TASK DESCRIPTION
Can you repeat the stock dispute passage between "John Shields tendered" and "and his family.", inclusive, swapping "lawsuit" for "legal action"?

DOCUMENT
......

John Shields tendered a check for what he regarded as the requisite purchase price. Not surprisingly Daniel Shields returned the check and declined to deliver any shares of stock to John. As a countermove, the various Daniel Shields related interests promptly purported to exercise their rights under the 1966 Agreement to buy the stock of the various John Shields related interests on the same theory. This lawsuit was instituted on November 5, 1984 seeking, among other things, an order requiring the Daniel Shields family to convey their stock in Old Shields to his brother and his family.
Plans to sell the assets of Old Shields and distribute the proceeds to all shareholders proceeded in the new corporate entity. On January 31, 1985, the Board of Directors of New Shields adopted a plan of complete liquidation and a majority of record shareholders approved that action by written consent on February 7, 1985. Pursuant to that plan, and after receiving a report on the appraisal value of its real estate holdings, New Shields entered into a contract for the sale of such holdings for a cash price of $4,180,000. Daniel Shields has offered to sell his stock in New Shields to John Shields at a price based upon this value. John Shields has not accepted that offer. Instead he and the members of his immediate family seek to press their claims under the 1966 Agreement to that stock and by this motion seek preliminarily to enjoin that sale.

......

SUPPLIED RECORDS
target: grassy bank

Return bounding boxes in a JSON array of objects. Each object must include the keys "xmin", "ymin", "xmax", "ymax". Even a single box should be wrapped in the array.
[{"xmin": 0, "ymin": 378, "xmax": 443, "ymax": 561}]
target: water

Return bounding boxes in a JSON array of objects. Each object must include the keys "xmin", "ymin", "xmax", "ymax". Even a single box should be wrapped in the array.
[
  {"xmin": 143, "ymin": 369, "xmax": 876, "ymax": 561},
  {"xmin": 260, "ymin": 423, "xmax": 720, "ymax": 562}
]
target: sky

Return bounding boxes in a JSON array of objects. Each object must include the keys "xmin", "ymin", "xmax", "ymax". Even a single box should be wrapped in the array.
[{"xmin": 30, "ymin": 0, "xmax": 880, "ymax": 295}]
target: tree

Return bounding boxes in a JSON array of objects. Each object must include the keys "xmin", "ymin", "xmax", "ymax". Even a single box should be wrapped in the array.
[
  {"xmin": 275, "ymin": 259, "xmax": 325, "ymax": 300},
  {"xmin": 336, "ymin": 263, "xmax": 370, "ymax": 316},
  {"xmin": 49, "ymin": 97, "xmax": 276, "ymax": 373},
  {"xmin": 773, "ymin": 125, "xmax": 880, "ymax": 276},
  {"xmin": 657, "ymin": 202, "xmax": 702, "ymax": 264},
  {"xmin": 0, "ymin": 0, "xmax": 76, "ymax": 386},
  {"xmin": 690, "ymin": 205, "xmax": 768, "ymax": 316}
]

......

RESULT FOR THIS TASK
John Shields tendered a check for what he regarded as the requisite purchase price. Not surprisingly Daniel Shields returned the check and declined to deliver any shares of stock to John. As a countermove, the various Daniel Shields related interests promptly purported to exercise their rights under the 1966 Agreement to buy the stock of the various John Shields related interests on the same theory. This legal action was instituted on November 5, 1984 seeking, among other things, an order requiring the Daniel Shields family to convey their stock in Old Shields to his brother and his family.